BEGIN TEXT FOR ANALYSIS

The M1M3 was fabricated over a period of approximately seven years at the Richard F. Caris Mirror Lab at the University of Arizona. The "High Fire" event, in which the glass was cast, took place in March 2008, and the mirror was completed in April 2015 after years of grinding and polishing brought the surfaces to the required specifications. The M1M3 was then lifted into a custom shipping crate and put into storage while its support hardware was constructed; both the shipping container and the support structure for the M1M3 were constructed by CAID Industries in Tucson. In October 2018 the mirror returned to the Mirror Lab to be integrated with its support hardware and to undergo further optical testing, which concluded successfully in March 2019.

Transporting the mirror from Tucson, AZ to Cerro Pachón required specialized equipment and a lot of planning—the mirror in its shipping container weighs approximately 110,000 lbs (50 metric tons) and measures about 30 feet (9.14 meters) in diameter. A transport vehicle operated by Precision Heavy Haul, Inc. carried the M1M3 from Tucson to the shipping port in Houston along a carefully planned route. The M1M3 container was then loaded aboard the BBC Manitoba for a four-week ocean voyage to Coquimbo, Chile, via the Panama Canal. From the port at Coquimbo, the M1M3 was loaded onto an impressive 72-wheeled transport vehicle, operated by Javier Cortés, bound for the LSST summit facility on Cerro Pachón. This final leg of the journey required cooperation between many parties to coordinate logistics, including the removal of hanging signs, utility cables, and lights along the route. Local police provided an escort for the transport vehicles, and various administrative organizations assisted with road closures and permits to proceed.

At approximately 2:00 a.m. on May 10th, the vehicle carrying the mirror passed through the tunnel at the Puclaro Dam—the narrowest spot on the route. With just inches to spare on either side, the mirror passed through without incident.

Now that the mirror has arrived on the summit, it will be stored for a period of time while other components of the telescope arrive from their places of manufacture around the world.

END TEXT FOR ANALYSIS

EXERCISE BRIEF —
In the passage about the M1M3 mirror, take the part starting at "The M1M3 was fabricated" and ending at "in March 2019.", and change each "Mirror Lab" to "Mirror Laboratory". The records that come next are separate material, unrelated to the passage about the M1M3 mirror.

BEGIN GIVEN INFORMATION

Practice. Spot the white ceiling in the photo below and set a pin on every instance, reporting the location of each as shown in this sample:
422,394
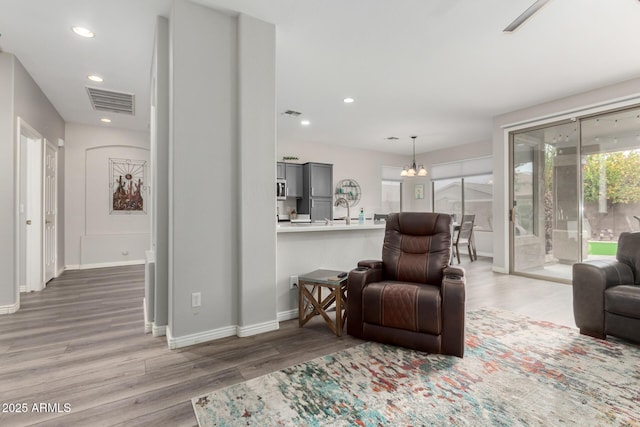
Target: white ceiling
439,69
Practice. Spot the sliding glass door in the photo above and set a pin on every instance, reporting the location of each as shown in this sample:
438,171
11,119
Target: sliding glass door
610,180
545,203
575,186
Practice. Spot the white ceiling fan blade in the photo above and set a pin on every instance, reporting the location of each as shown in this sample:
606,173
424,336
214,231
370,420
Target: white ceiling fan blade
525,15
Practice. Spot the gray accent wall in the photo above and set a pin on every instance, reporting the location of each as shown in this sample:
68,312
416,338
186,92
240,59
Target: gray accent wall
598,99
21,97
221,144
160,165
8,292
256,174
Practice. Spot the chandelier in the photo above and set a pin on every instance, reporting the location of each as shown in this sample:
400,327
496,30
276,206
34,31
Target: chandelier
410,170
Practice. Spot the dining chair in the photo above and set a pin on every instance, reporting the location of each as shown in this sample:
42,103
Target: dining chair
464,237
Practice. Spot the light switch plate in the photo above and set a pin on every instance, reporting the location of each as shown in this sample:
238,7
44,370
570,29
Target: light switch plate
196,299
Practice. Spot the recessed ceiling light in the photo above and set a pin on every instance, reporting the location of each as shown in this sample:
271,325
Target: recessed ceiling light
83,32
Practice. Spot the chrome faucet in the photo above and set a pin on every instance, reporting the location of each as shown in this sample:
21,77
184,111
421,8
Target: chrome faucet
342,201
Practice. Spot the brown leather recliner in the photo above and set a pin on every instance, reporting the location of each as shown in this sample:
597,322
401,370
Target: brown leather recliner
412,298
606,293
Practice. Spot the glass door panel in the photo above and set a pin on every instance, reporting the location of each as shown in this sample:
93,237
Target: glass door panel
447,197
610,180
544,214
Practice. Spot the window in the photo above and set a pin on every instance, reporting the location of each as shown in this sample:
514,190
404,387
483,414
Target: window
468,195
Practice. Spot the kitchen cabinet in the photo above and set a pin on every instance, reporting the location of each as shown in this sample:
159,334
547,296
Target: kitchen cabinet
320,179
321,208
317,191
294,177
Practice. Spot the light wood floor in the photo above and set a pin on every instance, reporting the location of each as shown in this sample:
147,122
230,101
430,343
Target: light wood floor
81,342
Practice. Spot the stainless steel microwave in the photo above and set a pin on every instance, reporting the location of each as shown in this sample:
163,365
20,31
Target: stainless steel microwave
281,189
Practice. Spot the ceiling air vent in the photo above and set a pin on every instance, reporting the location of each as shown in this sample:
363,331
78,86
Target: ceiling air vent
115,102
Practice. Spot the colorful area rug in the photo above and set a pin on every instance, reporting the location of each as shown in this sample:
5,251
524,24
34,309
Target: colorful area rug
516,371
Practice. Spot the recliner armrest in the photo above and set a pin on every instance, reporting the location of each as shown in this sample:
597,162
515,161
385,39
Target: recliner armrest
453,302
367,272
368,263
453,272
590,280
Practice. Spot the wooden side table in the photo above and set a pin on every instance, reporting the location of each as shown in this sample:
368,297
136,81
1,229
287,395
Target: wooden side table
311,303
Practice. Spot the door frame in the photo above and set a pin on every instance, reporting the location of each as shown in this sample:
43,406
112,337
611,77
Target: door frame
50,145
33,252
535,183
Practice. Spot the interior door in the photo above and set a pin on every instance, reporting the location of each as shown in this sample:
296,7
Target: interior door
50,210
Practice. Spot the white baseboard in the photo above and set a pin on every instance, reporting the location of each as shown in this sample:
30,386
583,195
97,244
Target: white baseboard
215,334
288,315
10,309
199,337
103,264
147,324
158,331
247,331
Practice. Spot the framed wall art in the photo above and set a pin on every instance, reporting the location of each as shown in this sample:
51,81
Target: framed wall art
127,187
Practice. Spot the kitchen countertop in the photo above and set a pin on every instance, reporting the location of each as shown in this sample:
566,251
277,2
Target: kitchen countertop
320,226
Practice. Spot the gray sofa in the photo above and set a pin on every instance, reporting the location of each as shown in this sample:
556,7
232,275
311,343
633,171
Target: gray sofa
606,293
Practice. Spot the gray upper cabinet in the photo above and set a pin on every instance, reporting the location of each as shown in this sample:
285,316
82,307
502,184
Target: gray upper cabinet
281,170
320,179
294,180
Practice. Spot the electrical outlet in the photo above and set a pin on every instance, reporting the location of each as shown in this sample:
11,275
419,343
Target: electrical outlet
196,299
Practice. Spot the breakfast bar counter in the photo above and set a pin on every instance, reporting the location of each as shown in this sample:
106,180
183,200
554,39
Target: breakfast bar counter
307,247
321,226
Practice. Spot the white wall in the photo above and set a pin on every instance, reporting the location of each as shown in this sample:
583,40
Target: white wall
602,99
21,97
365,166
94,236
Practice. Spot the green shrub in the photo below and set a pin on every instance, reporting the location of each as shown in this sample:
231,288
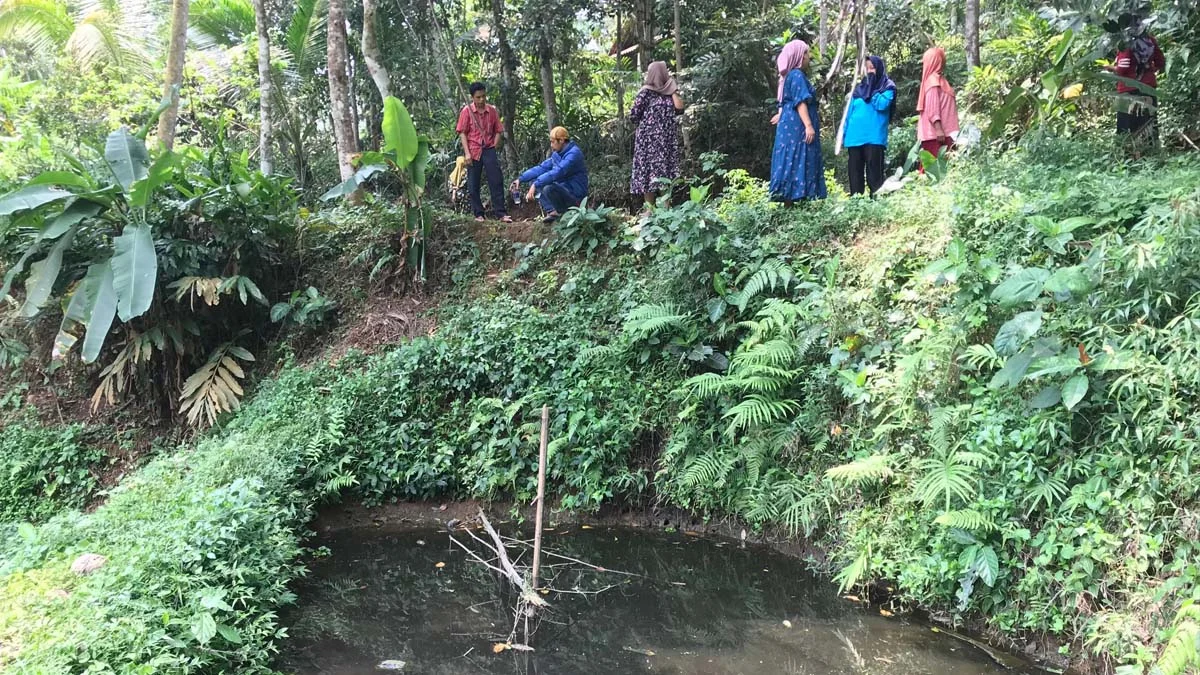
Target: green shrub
45,470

END GIVEN INFORMATION

ANSWER TO THIS EXERCISE —
The M1M3 was fabricated over a period of approximately seven years at the Richard F. Caris Mirror Laboratory at the University of Arizona. The "High Fire" event, in which the glass was cast, took place in March 2008, and the mirror was completed in April 2015 after years of grinding and polishing brought the surfaces to the required specifications. The M1M3 was then lifted into a custom shipping crate and put into storage while its support hardware was constructed; both the shipping container and the support structure for the M1M3 were constructed by CAID Industries in Tucson. In October 2018 the mirror returned to the Mirror Laboratory to be integrated with its support hardware and to undergo further optical testing, which concluded successfully in March 2019.